| REQUIRED ACTION |
Go through the listing and repeat each entry exactly, but include no pictures.

┄┄┄┄┄┄┄┄┄┄┄┄┄┄┄┄┄┄┄┄

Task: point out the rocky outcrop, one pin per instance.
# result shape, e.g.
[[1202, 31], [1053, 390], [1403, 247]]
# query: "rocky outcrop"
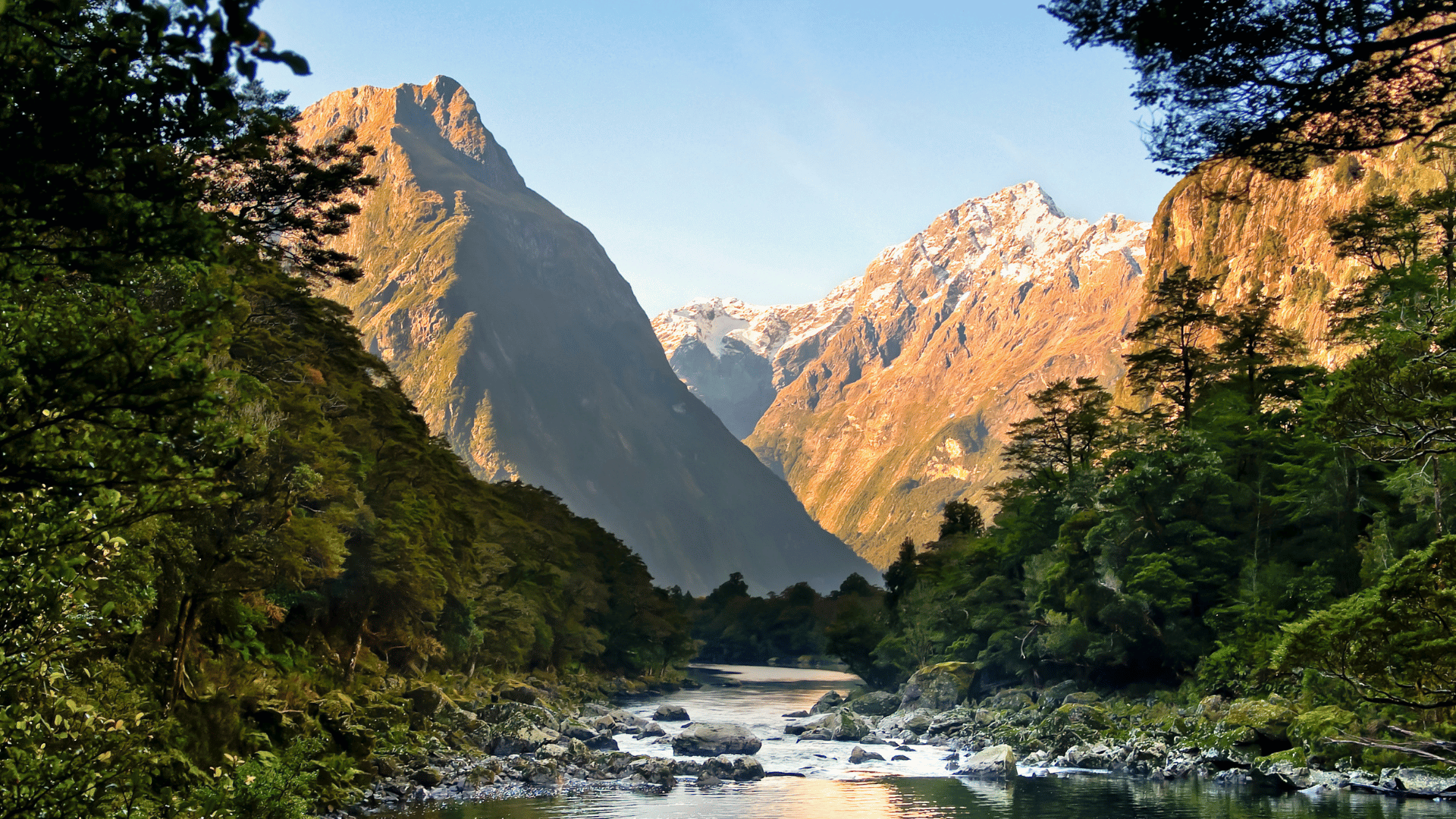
[[712, 739], [523, 346], [896, 394], [995, 763], [670, 713], [1261, 234]]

┄┄┄┄┄┄┄┄┄┄┄┄┄┄┄┄┄┄┄┄

| REPLY TO THE EXERCISE |
Task: point out the rocky outcrop, one pin per instance.
# result shape, e.g.
[[1202, 31], [1053, 390], [1403, 247]]
# query: "rocky outcrop"
[[712, 739], [523, 346], [896, 394], [995, 763], [670, 713], [1261, 234]]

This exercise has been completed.